##### Data shown

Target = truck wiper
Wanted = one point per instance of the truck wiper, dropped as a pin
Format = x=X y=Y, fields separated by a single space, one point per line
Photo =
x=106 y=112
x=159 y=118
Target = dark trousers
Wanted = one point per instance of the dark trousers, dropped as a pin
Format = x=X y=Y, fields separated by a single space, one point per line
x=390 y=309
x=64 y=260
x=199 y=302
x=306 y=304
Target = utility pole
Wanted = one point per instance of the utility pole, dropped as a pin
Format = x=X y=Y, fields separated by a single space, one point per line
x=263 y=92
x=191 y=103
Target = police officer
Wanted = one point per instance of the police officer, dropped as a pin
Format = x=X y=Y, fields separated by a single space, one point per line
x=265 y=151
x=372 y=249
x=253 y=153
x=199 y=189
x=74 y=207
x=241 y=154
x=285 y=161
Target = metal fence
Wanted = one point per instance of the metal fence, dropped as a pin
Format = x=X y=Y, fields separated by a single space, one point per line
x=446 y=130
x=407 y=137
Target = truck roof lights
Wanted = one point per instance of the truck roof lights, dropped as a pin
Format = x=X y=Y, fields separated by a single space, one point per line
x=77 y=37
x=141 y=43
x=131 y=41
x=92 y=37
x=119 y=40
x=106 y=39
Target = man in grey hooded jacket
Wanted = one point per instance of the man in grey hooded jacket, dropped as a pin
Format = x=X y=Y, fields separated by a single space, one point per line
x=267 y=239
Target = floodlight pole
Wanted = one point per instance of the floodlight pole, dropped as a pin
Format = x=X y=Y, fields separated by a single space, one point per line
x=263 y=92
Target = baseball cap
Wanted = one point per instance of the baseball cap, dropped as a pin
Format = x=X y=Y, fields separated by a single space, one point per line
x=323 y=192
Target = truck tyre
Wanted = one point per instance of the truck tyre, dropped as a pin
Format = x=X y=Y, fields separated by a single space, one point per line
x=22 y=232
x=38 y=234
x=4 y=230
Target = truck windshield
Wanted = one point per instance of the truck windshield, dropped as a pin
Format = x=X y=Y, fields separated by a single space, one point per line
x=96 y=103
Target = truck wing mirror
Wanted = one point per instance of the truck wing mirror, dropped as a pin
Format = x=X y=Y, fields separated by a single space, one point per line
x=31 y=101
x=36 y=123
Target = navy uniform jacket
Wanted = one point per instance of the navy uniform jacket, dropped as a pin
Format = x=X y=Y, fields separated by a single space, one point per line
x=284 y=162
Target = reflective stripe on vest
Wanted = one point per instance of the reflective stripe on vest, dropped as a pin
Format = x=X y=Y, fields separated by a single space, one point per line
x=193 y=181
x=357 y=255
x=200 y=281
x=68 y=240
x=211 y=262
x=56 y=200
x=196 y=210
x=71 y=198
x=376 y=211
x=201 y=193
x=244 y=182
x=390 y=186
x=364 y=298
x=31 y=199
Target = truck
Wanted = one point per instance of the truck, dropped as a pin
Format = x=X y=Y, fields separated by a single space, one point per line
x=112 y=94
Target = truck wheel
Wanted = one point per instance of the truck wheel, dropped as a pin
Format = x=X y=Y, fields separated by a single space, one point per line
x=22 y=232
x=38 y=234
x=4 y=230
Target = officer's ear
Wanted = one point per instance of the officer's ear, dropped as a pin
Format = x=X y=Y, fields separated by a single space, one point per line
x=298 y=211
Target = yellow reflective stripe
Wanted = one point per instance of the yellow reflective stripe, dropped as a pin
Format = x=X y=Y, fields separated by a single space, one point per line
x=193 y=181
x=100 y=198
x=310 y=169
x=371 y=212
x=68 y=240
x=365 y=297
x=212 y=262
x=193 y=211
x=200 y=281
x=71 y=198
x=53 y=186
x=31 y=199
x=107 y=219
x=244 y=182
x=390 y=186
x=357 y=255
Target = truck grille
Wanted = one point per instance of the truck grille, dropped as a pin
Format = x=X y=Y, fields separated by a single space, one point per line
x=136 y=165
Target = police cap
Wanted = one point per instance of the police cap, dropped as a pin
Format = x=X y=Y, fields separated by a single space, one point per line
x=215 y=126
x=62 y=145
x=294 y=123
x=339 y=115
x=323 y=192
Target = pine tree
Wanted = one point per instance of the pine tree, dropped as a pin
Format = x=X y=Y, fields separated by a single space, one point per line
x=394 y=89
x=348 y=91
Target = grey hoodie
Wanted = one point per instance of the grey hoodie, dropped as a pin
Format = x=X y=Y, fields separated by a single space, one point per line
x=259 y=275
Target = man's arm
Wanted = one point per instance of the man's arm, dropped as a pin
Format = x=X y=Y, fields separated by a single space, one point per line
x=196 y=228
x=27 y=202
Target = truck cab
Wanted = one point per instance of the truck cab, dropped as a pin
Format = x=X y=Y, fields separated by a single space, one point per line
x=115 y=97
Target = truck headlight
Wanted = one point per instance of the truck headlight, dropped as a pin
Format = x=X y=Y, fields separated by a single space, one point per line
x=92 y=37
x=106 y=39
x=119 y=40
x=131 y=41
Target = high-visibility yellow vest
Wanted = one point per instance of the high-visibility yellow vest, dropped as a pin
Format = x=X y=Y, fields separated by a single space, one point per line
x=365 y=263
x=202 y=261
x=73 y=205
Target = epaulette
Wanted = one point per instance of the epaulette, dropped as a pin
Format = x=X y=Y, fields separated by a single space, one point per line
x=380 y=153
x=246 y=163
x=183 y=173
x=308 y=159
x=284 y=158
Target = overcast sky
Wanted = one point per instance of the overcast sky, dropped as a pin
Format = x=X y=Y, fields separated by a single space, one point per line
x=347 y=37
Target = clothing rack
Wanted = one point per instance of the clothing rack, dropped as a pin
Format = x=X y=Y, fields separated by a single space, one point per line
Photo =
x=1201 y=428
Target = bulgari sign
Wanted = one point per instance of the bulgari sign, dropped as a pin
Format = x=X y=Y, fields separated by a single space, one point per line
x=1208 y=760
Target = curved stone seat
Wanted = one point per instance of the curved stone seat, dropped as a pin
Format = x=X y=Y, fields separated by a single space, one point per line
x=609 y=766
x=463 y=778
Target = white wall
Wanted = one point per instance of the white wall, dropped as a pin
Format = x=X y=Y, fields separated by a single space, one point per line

##########

Only the lines above from the line with "Target = utility pole" to the line with "Wanted = one point per instance of the floodlight", those two lines included, should be reproduced exactly.

Target = utility pole
Wanted = one point per instance of the utility pole, dropped as a pin
Format = x=X y=Y, fields separated by a single space, one point per line
x=263 y=92
x=191 y=103
Target = police officer
Wanted = one point per instance of the police officer, dropped as a pin
Format = x=X y=Y, fields separated by a single space, one point per line
x=265 y=151
x=372 y=249
x=253 y=153
x=199 y=189
x=74 y=207
x=241 y=154
x=285 y=161
Target = metal fence
Wanted = one point per instance of the metal fence, dropped as a pin
Format = x=X y=Y, fields separated by a single space, one point per line
x=446 y=130
x=407 y=137
Target = truck roof lights
Wanted = one point per instance of the truck roof lights, dropped as a pin
Format = x=X y=Y, fields separated by a single space, one point per line
x=77 y=37
x=141 y=43
x=131 y=41
x=92 y=37
x=119 y=40
x=106 y=39
Target = man in grey hooded jacket
Wanted = one point per instance of the man in grey hooded jacket, dropped as a pin
Format = x=X y=Y, fields separated by a single space, one point per line
x=267 y=239
Target = floodlight pole
Wanted = one point per instance of the floodlight pole, dropped as a pin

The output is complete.